(Dataset excerpt)
※
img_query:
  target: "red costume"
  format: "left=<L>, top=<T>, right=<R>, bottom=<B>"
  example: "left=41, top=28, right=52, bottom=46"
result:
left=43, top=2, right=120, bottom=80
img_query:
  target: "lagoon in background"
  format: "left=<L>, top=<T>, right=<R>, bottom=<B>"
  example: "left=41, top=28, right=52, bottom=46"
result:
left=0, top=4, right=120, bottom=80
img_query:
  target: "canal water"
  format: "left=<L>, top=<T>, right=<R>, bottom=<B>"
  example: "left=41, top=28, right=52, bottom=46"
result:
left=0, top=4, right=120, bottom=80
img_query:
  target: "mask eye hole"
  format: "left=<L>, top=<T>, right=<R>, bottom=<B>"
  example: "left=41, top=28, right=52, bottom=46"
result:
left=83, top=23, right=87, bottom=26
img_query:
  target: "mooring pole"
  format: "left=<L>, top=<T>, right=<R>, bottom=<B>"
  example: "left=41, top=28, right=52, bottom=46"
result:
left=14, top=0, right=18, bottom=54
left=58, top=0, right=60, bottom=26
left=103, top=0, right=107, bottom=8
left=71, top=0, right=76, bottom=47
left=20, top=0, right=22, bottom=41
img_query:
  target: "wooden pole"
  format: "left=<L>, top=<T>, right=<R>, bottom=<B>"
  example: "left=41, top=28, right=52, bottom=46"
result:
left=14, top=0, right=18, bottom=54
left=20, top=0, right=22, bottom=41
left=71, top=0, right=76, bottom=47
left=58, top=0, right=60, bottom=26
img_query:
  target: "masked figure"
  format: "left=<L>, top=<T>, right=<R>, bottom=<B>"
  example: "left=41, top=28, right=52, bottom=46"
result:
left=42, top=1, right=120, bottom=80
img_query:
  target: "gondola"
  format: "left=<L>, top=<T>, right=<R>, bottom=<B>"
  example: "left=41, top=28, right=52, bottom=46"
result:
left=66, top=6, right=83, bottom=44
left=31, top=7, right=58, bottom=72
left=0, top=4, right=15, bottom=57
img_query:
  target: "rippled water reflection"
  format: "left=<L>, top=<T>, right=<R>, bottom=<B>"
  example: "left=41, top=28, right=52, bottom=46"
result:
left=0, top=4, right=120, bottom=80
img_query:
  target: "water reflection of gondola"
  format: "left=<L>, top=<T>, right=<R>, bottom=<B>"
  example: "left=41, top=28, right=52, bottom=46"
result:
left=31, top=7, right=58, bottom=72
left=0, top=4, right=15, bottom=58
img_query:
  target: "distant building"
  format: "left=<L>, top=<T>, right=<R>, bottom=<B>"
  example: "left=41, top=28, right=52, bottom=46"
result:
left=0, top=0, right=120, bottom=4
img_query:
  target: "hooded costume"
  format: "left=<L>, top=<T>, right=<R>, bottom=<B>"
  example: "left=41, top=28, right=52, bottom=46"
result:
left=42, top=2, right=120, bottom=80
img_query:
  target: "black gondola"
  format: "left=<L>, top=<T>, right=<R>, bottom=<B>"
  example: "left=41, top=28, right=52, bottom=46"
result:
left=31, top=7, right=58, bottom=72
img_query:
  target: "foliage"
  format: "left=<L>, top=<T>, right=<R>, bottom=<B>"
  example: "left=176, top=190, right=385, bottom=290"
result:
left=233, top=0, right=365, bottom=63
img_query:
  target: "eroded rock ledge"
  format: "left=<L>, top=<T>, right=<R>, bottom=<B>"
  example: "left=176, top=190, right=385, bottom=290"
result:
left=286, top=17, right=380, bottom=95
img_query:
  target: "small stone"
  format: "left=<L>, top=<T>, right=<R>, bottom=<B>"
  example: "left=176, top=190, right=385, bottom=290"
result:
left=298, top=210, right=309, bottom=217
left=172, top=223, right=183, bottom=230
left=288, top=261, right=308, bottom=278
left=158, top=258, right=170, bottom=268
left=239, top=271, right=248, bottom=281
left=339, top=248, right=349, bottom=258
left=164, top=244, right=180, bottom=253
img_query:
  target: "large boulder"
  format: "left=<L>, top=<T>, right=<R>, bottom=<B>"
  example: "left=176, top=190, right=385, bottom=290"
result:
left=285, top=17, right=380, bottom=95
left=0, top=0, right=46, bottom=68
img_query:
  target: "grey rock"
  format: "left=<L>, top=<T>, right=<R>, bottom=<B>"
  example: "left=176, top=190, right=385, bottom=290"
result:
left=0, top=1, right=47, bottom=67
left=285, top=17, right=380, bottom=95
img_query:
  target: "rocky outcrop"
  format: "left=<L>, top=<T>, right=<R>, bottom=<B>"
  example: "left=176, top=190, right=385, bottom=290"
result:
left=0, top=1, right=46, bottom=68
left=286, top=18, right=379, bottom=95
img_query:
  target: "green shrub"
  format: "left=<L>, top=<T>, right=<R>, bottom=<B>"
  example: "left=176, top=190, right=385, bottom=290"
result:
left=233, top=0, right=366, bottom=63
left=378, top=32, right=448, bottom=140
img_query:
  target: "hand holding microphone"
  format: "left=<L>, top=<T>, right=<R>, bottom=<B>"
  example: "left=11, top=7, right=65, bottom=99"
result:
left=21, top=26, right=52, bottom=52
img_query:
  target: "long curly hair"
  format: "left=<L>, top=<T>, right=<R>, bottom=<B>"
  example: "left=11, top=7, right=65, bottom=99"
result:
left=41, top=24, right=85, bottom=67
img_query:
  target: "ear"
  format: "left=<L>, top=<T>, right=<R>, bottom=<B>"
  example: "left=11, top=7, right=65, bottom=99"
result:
※
Edit every item above so that "wooden pole" reads "timber post", and keep every other line unchanged.

> _RESPONSE TO THE EXERCISE_
img_query:
  target: "red costume"
  format: "left=<L>, top=<T>, right=<R>, bottom=<B>"
  example: "left=41, top=28, right=52, bottom=46"
result:
left=43, top=2, right=120, bottom=80
img_query:
  target: "lagoon in background"
  format: "left=<L>, top=<T>, right=<R>, bottom=<B>"
  example: "left=41, top=28, right=52, bottom=46"
result:
left=0, top=4, right=120, bottom=80
img_query:
  target: "canal water"
  format: "left=<L>, top=<T>, right=<R>, bottom=<B>"
  example: "left=41, top=28, right=52, bottom=46"
result:
left=0, top=4, right=120, bottom=80
img_query:
  target: "mask eye hole"
  format: "left=<L>, top=<T>, right=<R>, bottom=<B>"
  example: "left=41, top=28, right=52, bottom=46"
result:
left=83, top=23, right=87, bottom=26
img_query:
  target: "mooring pole"
  format: "left=<L>, top=<T>, right=<R>, bottom=<B>"
  example: "left=41, top=28, right=52, bottom=46"
result:
left=14, top=0, right=18, bottom=54
left=58, top=0, right=60, bottom=26
left=103, top=0, right=107, bottom=8
left=71, top=0, right=76, bottom=47
left=20, top=0, right=22, bottom=41
img_query:
  target: "timber post"
  format: "left=<L>, top=<T>, right=<R>, bottom=<B>"
  example: "left=41, top=28, right=52, bottom=46"
result:
left=14, top=0, right=18, bottom=54
left=20, top=0, right=22, bottom=41
left=71, top=0, right=76, bottom=47
left=58, top=0, right=60, bottom=26
img_query:
  target: "masked figure"
  format: "left=<L>, top=<T>, right=<R>, bottom=<B>"
  example: "left=41, top=28, right=52, bottom=46"
result:
left=42, top=1, right=120, bottom=80
img_query:
  target: "gondola"
  format: "left=<L>, top=<T>, right=<R>, bottom=<B>"
  example: "left=41, top=28, right=52, bottom=46"
result:
left=66, top=6, right=83, bottom=44
left=31, top=7, right=58, bottom=72
left=0, top=4, right=15, bottom=57
img_query:
  target: "rippled water reflection"
  format: "left=<L>, top=<T>, right=<R>, bottom=<B>"
  example: "left=41, top=28, right=52, bottom=46"
result:
left=0, top=4, right=120, bottom=80
img_query:
  target: "water reflection of gondola"
  format: "left=<L>, top=<T>, right=<R>, bottom=<B>"
  example: "left=41, top=28, right=52, bottom=46"
result:
left=31, top=7, right=58, bottom=72
left=0, top=4, right=15, bottom=58
img_query:
  target: "distant building"
  format: "left=<L>, top=<T>, right=<R>, bottom=<B>"
  example: "left=41, top=28, right=52, bottom=46"
result:
left=0, top=0, right=120, bottom=4
img_query:
  target: "hooded costume"
  format: "left=<L>, top=<T>, right=<R>, bottom=<B>"
  example: "left=41, top=28, right=52, bottom=46"
result:
left=42, top=2, right=120, bottom=80
img_query:
  target: "black gondola"
  format: "left=<L>, top=<T>, right=<R>, bottom=<B>"
  example: "left=41, top=28, right=52, bottom=46"
result:
left=31, top=7, right=58, bottom=72
img_query:
  target: "foliage"
  format: "left=<L>, top=<T>, right=<R>, bottom=<B>"
  example: "left=176, top=190, right=385, bottom=290"
result:
left=233, top=0, right=365, bottom=63
img_query:
  target: "eroded rock ledge"
  format: "left=<L>, top=<T>, right=<R>, bottom=<B>"
  example: "left=176, top=190, right=385, bottom=290"
result:
left=286, top=17, right=380, bottom=95
img_query:
  target: "small stone"
  format: "left=<L>, top=<T>, right=<R>, bottom=<B>"
  example: "left=176, top=190, right=385, bottom=290"
result:
left=298, top=210, right=309, bottom=217
left=172, top=223, right=183, bottom=230
left=288, top=261, right=308, bottom=278
left=158, top=258, right=170, bottom=268
left=239, top=271, right=248, bottom=281
left=339, top=248, right=349, bottom=258
left=164, top=244, right=180, bottom=253
img_query:
  target: "large boulder"
  format: "left=<L>, top=<T>, right=<R>, bottom=<B>"
  example: "left=176, top=190, right=385, bottom=290"
result:
left=285, top=17, right=380, bottom=95
left=0, top=0, right=46, bottom=68
img_query:
  target: "grey rock"
  format: "left=<L>, top=<T>, right=<R>, bottom=<B>"
  example: "left=176, top=190, right=385, bottom=290"
result:
left=0, top=1, right=47, bottom=67
left=285, top=17, right=380, bottom=95
img_query:
  target: "rocky outcrop"
  format: "left=<L>, top=<T>, right=<R>, bottom=<B>"
  example: "left=176, top=190, right=385, bottom=290"
result:
left=0, top=1, right=46, bottom=68
left=286, top=18, right=379, bottom=95
img_query:
  target: "green shrub"
  format: "left=<L>, top=<T>, right=<R>, bottom=<B>"
  example: "left=176, top=190, right=385, bottom=290"
result:
left=233, top=0, right=366, bottom=63
left=378, top=32, right=448, bottom=140
img_query:
  target: "hand holding microphone"
  format: "left=<L>, top=<T>, right=<R>, bottom=<B>"
  example: "left=11, top=7, right=65, bottom=99"
result:
left=21, top=26, right=52, bottom=52
img_query:
  target: "long curly hair"
  format: "left=<L>, top=<T>, right=<R>, bottom=<B>"
  example: "left=11, top=7, right=65, bottom=99"
result:
left=41, top=24, right=85, bottom=67
img_query:
  target: "ear"
  format: "left=<L>, top=<T>, right=<R>, bottom=<B>"
  example: "left=11, top=7, right=65, bottom=99"
result:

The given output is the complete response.